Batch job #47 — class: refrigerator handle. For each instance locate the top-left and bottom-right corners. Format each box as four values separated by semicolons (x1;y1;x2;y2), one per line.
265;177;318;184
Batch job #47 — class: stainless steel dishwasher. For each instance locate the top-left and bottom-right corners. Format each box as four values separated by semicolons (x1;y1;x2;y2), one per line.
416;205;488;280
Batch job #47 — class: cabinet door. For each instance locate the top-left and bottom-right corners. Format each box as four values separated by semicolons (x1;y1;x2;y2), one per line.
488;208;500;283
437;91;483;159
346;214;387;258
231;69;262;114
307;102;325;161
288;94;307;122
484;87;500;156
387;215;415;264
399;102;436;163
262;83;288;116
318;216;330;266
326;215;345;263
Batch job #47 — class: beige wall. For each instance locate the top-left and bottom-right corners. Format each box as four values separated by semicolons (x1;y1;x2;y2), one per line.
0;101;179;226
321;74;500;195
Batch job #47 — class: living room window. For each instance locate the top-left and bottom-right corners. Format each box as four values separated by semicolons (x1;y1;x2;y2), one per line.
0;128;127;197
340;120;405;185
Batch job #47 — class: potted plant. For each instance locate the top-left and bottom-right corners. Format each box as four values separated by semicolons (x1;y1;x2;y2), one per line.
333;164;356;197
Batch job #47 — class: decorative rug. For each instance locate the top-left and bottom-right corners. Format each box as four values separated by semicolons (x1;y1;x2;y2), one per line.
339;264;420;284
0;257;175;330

***

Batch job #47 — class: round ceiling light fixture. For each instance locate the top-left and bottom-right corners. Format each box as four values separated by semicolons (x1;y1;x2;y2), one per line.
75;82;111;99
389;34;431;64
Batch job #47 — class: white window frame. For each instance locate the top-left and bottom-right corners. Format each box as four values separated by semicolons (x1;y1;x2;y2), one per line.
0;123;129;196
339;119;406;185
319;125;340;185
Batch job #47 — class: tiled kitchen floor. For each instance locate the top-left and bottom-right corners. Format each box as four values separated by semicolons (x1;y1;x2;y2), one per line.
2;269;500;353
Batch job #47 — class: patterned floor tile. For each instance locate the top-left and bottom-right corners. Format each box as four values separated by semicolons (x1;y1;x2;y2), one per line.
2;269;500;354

***

» **What the exercise asks**: Output the stretch of the listing from the line containing "Batch job #47 — class: refrigerator" through the line containing "265;177;318;184", both included, as a numbered list with blank lines left out.

» **Result**:
1. Batch job #47 — class: refrigerator handle. For each instance locate the top-left and bottom-right corners. Format each box as four values separated by semicolons (x1;y1;x2;y2), one per line.
2. 265;177;318;184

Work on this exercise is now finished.